[Image point grounding data]

◆ ◆ ◆

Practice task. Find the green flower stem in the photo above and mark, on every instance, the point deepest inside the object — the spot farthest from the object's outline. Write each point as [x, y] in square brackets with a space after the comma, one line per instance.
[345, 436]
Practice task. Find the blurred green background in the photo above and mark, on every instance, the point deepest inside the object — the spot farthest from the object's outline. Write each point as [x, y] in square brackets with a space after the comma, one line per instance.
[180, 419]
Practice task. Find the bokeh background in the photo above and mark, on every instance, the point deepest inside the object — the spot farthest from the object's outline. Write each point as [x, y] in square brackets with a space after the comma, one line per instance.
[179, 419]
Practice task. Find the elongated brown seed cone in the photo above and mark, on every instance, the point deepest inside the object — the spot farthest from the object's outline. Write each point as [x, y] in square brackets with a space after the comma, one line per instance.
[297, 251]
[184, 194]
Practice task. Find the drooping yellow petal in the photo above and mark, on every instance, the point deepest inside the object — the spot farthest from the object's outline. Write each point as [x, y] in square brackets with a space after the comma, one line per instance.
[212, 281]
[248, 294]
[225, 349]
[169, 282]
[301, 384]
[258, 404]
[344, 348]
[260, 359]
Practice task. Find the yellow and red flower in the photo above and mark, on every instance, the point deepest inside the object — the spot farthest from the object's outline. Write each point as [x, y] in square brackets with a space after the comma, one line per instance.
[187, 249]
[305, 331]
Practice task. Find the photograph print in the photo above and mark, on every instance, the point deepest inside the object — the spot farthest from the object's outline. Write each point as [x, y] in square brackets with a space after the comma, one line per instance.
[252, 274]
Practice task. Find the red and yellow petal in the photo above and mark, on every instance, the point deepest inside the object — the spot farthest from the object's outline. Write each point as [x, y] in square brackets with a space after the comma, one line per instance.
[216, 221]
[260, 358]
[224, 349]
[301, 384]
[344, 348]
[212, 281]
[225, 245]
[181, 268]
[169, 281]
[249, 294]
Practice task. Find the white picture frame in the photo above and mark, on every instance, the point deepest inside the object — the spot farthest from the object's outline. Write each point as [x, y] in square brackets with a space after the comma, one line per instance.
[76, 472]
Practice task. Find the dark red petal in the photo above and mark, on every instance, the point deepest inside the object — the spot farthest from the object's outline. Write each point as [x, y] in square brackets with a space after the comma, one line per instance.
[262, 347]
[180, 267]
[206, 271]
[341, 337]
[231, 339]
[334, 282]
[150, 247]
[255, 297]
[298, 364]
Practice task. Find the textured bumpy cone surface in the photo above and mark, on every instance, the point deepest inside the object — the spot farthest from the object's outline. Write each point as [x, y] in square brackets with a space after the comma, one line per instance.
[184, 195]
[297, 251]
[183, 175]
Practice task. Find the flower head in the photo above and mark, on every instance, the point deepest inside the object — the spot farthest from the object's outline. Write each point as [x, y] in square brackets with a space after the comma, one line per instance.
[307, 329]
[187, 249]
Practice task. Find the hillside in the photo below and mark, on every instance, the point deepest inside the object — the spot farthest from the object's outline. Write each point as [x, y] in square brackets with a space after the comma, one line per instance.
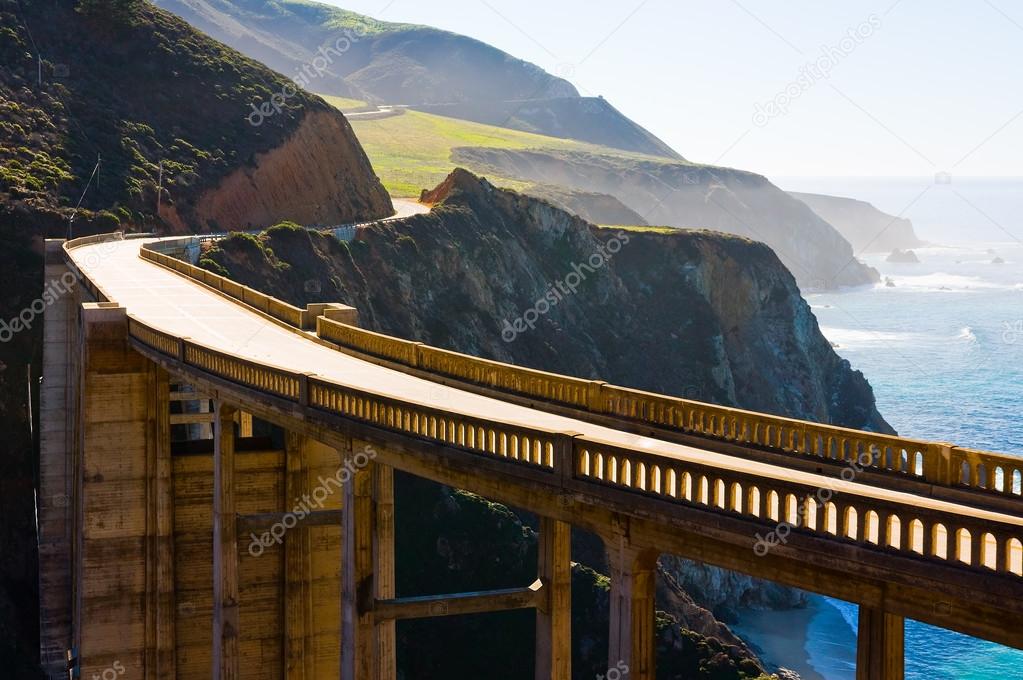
[138, 88]
[694, 313]
[869, 229]
[687, 195]
[420, 66]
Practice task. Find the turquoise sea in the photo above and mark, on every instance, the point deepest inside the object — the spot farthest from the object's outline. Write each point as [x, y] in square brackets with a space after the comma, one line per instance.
[943, 350]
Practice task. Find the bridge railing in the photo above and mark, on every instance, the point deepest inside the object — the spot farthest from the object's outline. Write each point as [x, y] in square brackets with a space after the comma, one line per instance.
[932, 462]
[897, 524]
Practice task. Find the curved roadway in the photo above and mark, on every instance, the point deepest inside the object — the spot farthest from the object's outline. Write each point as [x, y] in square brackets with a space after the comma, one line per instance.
[176, 305]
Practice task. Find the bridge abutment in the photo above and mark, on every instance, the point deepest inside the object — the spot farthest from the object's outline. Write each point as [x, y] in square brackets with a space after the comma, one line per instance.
[633, 573]
[880, 645]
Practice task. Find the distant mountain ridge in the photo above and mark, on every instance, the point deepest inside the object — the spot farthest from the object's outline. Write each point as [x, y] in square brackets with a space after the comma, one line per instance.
[869, 229]
[425, 68]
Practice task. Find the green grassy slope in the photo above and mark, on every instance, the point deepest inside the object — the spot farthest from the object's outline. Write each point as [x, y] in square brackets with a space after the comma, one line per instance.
[412, 151]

◆ ◆ ◆

> Prompt
Restate the data word for word and exclude every picture.

> Written solution
Practice task. Find the green flower stem in the photo above and mark, on every instance, the point deepest inside the object — the spot farthest from the object's outline. Write each point as [x, y] in square brackets with a space after the comma, one line per instance.
[345, 436]
Practice task. Find the blurred green background in the photo above and mark, on every instance, the point deepest inside the object — the spot farthest from the object's outline. Write each point as [x, y] in square brackets with a space after the comma, one line per instance.
[180, 419]
Practice task. Find the bokeh background in the photo above and mark, on every instance, the point deepest inside the object — the spot farthest from the object's outline. Write each point as [x, y] in square brackets with a space after the comma, one line per instance.
[179, 419]
Practice task. Find the elongated brown seed cone in the photo above and mark, on every instance, the point deepest inside the object — the spot farthest from the object's outline. Write each point as [x, y] in square brackets with a space after the comma, one line per instance.
[297, 251]
[184, 194]
Practice task. Find the drooping yellow petal in the photo above and mark, on every instance, the point deepest inside the object — the spot farthest from the object's outline. Write each point as [x, y] in square brackets with a space after the comma, one line per instance.
[212, 281]
[248, 294]
[225, 349]
[169, 282]
[301, 384]
[258, 404]
[344, 348]
[260, 359]
Practice task. Find the yellow and red flower in the photo above and mark, on every instance, the point deepest inside the object — the spot farthest from the object's outline. Write each point as [x, y] in square brackets with a space after the comma, one line per instance.
[187, 249]
[305, 331]
Practice task. Find the photograph print in the photo above and mark, on every instance, the point deepest inside the object — the spot farthest from the object's outline. Write each point as [x, y] in square brackets with a space after the comma, one line per instance.
[252, 274]
Practice task. Find the red and yellow petal in the photo above and mark, on every instance, the point deepest inside the object — the spot farthest from the object's outline. Write each point as [x, y] in square brackets with a space after the comma, one line per instance.
[216, 221]
[260, 358]
[224, 349]
[301, 384]
[344, 348]
[212, 281]
[225, 245]
[181, 268]
[169, 281]
[249, 294]
Practice task. Find the white picture frame in the photo above and mark, on every instance, the point deepest inside the object — the spot farthest from the object's outline. Write each point as [x, y] in square brackets with a space after the comma, one line per instance.
[76, 472]
Practice task. Find the dark red petal in the photo above and mark, on every instance, the point deepest inside the object — the spot farthest from the object's outline. Write each point as [x, y] in square brackets with a space after the comma, one line per instance.
[262, 347]
[180, 267]
[206, 271]
[341, 337]
[231, 339]
[334, 282]
[150, 247]
[255, 297]
[298, 364]
Practice task. Find the textured bumpy cone surface in the photo above and mark, on every instance, the point deepest inside the object — the spot farthest from the object's outline. Write each point as [x, y] in square brackets with a space after the comma, one line per instance.
[184, 195]
[297, 251]
[183, 175]
Practice task. Find the flower head in the photo above and mark, on every instance, the point deepest inside the object — the spot farthest from the object's outline. Write each point as [x, y] in square brackets with a space after the comma, one line per instance.
[307, 329]
[187, 249]
Practice task. Find the hillside in the photo below and mark, on every instance, the point deepest inside the object — the spot farthest from the object's outline. Write each point as [x, y] in square brackets with a space after the comma, one line per instance.
[138, 88]
[694, 313]
[869, 229]
[687, 195]
[420, 66]
Practice task. Find the turquoise sea in the photo above and mark, on every instance, the point deepest inside the object — the spot farthest from the object's outline. Write each point as [x, y] in square brackets with a space after the comma, one line per instance.
[943, 350]
Practice task. Find the bridge railing in the photo above and mark, on every instance, the point deepest inside the object — the spot farthest from the object's outline. Write each point as [x, y] in square brackets with a space after the comma, one line per instance.
[932, 462]
[897, 524]
Practice task. Find the curved roadway in the photo above and mark, on every instance, the point deepest inside the object — the spot farthest from the object's outline. Write each point as [x, y] in square brackets with a space after the comma, one line per instance.
[176, 305]
Practice task. Find the bridge abutment in the photo above and mark, on every instance, the point deepest inside the object — the spot farthest from the object's outline. Write each point as [x, y] in square brackets with a space after the comma, one line per instance.
[633, 573]
[880, 645]
Practice task. Find the distant mountain ridge in the photo above and mark, on every instance, the point deepest inside the object — the spot farthest from the object's outline. Write each point as [x, y] in square brackets with a space after the comma, one line per instance.
[869, 229]
[425, 68]
Practice task. Find the green grassy slope in the photo above and mark, on every instance, the point deepest inside the object — the spot farthest from the object's outline. Write each point as [x, y] in square brackets with a space after the comma, one line per instance.
[412, 151]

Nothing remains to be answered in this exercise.